BEGIN GIVEN INFORMATION
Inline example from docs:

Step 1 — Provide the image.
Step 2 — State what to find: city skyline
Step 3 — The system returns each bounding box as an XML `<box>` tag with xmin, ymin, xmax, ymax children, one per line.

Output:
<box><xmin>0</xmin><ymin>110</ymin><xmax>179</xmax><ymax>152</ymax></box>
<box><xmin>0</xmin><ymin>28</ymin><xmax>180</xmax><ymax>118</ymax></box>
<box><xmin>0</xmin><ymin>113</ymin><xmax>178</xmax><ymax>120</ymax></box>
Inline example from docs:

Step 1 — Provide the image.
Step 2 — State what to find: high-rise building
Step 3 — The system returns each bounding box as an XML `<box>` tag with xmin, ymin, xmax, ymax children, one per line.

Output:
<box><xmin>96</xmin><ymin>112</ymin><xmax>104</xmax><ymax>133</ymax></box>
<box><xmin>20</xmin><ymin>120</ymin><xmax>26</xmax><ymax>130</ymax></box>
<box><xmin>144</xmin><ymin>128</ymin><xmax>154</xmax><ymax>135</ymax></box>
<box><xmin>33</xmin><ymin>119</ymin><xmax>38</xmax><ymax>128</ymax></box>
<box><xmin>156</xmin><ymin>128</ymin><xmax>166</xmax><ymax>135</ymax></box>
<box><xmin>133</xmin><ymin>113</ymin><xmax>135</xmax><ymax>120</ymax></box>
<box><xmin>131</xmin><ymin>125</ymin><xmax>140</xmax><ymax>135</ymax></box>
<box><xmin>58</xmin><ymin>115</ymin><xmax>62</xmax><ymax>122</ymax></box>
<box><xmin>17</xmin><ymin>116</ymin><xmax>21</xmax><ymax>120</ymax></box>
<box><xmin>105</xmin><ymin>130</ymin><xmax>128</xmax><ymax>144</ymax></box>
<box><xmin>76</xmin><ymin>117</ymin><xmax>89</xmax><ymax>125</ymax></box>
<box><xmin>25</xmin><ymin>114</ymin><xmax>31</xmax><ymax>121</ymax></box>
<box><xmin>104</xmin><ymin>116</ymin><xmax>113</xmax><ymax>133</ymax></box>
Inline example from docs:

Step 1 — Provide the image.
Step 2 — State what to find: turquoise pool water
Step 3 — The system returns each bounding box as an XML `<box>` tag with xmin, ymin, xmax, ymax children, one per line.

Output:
END GIVEN INFORMATION
▶ ASSIGNED TASK: Copy all records verbatim.

▶ EXPECTED ANSWER:
Inline example from docs:

Step 1 — Provide the image.
Step 2 — State what to find: city skyline
Step 3 — The system returns each bounding box as an XML `<box>` tag with xmin, ymin, xmax, ymax children, one per line.

Output:
<box><xmin>0</xmin><ymin>110</ymin><xmax>179</xmax><ymax>152</ymax></box>
<box><xmin>0</xmin><ymin>28</ymin><xmax>180</xmax><ymax>118</ymax></box>
<box><xmin>0</xmin><ymin>113</ymin><xmax>178</xmax><ymax>120</ymax></box>
Inline example from docs:

Step 1 — Provide the image.
Step 2 — State what to find: high-rise building
Step 3 — The system returns each bounding box as an XML `<box>` tag with xmin, ymin, xmax, ymax children, one per line.

Output:
<box><xmin>96</xmin><ymin>112</ymin><xmax>104</xmax><ymax>133</ymax></box>
<box><xmin>20</xmin><ymin>120</ymin><xmax>26</xmax><ymax>130</ymax></box>
<box><xmin>144</xmin><ymin>128</ymin><xmax>154</xmax><ymax>135</ymax></box>
<box><xmin>33</xmin><ymin>119</ymin><xmax>38</xmax><ymax>128</ymax></box>
<box><xmin>156</xmin><ymin>128</ymin><xmax>166</xmax><ymax>135</ymax></box>
<box><xmin>133</xmin><ymin>113</ymin><xmax>135</xmax><ymax>120</ymax></box>
<box><xmin>131</xmin><ymin>125</ymin><xmax>140</xmax><ymax>135</ymax></box>
<box><xmin>58</xmin><ymin>115</ymin><xmax>62</xmax><ymax>122</ymax></box>
<box><xmin>17</xmin><ymin>116</ymin><xmax>21</xmax><ymax>120</ymax></box>
<box><xmin>105</xmin><ymin>130</ymin><xmax>128</xmax><ymax>144</ymax></box>
<box><xmin>76</xmin><ymin>117</ymin><xmax>89</xmax><ymax>125</ymax></box>
<box><xmin>25</xmin><ymin>114</ymin><xmax>31</xmax><ymax>121</ymax></box>
<box><xmin>104</xmin><ymin>116</ymin><xmax>113</xmax><ymax>133</ymax></box>
Inline example from docs:

Step 1 — Provide the image.
Step 2 — State what to find: turquoise pool water
Step 3 — The system returns each bounding box as an XML `<box>` tag with xmin, ymin, xmax, ymax children, one per line.

Output:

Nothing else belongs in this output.